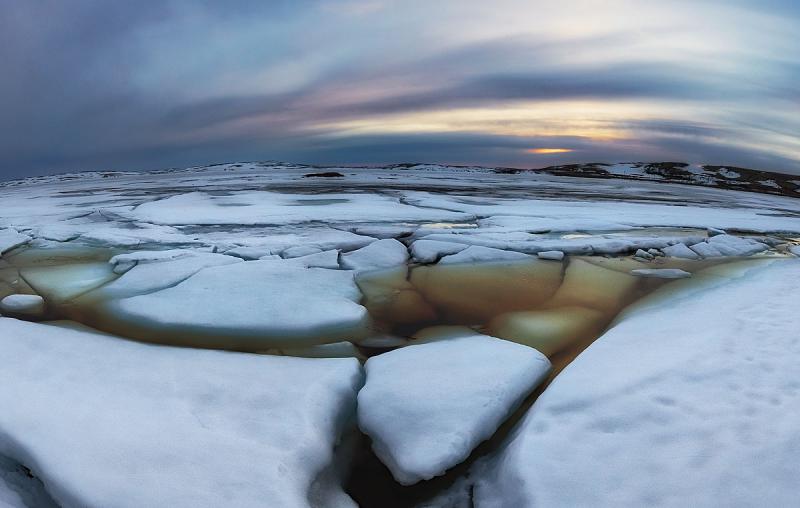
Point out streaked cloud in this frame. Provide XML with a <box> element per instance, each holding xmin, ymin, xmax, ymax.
<box><xmin>0</xmin><ymin>0</ymin><xmax>800</xmax><ymax>178</ymax></box>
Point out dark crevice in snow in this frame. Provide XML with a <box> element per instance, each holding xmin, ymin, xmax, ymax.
<box><xmin>0</xmin><ymin>455</ymin><xmax>59</xmax><ymax>508</ymax></box>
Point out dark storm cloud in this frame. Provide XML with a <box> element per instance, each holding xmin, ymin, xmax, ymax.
<box><xmin>0</xmin><ymin>0</ymin><xmax>800</xmax><ymax>179</ymax></box>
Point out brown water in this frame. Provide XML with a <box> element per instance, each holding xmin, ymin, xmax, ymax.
<box><xmin>0</xmin><ymin>242</ymin><xmax>776</xmax><ymax>507</ymax></box>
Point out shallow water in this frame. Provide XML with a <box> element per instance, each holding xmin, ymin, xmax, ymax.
<box><xmin>0</xmin><ymin>246</ymin><xmax>780</xmax><ymax>507</ymax></box>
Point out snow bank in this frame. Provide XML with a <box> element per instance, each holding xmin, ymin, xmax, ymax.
<box><xmin>358</xmin><ymin>329</ymin><xmax>550</xmax><ymax>485</ymax></box>
<box><xmin>0</xmin><ymin>318</ymin><xmax>362</xmax><ymax>508</ymax></box>
<box><xmin>474</xmin><ymin>260</ymin><xmax>800</xmax><ymax>507</ymax></box>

→ REQUIRED TASK: Please convert all the items above into a CSV with two columns, headed instruction and output, with one row per item. Put each item's text and its answer in a single quoted field, replace line breaks with spaces, and leave out the pictures.

→ SOLVED EXERCISE:
instruction,output
"Point out streaked cloud in this frame. Provide XML with a <box> element per instance, each holding xmin, ymin, xmax, ymax.","<box><xmin>0</xmin><ymin>0</ymin><xmax>800</xmax><ymax>178</ymax></box>"
"Point out dark crevice in snow in this frame. Provide XML with a <box> element per instance, each holding xmin, ymin, xmax, ymax.","<box><xmin>0</xmin><ymin>455</ymin><xmax>59</xmax><ymax>508</ymax></box>"
"Point out dark storm cloud in this frame. Provide XML with a <box> element per instance, each holding xmin, ymin, xmax, ymax.","<box><xmin>0</xmin><ymin>0</ymin><xmax>800</xmax><ymax>179</ymax></box>"
"Point out brown water in this frame. Provide XML with a <box> element per instance, each holding xmin, ymin, xmax, ymax.","<box><xmin>0</xmin><ymin>242</ymin><xmax>776</xmax><ymax>507</ymax></box>"
"Point out shallow water in this frame. Provide XML with a <box> element per instance, each holding xmin, ymin, xmax, ymax.","<box><xmin>0</xmin><ymin>246</ymin><xmax>780</xmax><ymax>507</ymax></box>"
"Point out snow bank in this frame. Provide XML with a <box> element per instance, each holding xmin, ymin, xmax, ymax.","<box><xmin>358</xmin><ymin>329</ymin><xmax>550</xmax><ymax>485</ymax></box> <box><xmin>0</xmin><ymin>318</ymin><xmax>362</xmax><ymax>508</ymax></box> <box><xmin>474</xmin><ymin>260</ymin><xmax>800</xmax><ymax>507</ymax></box>"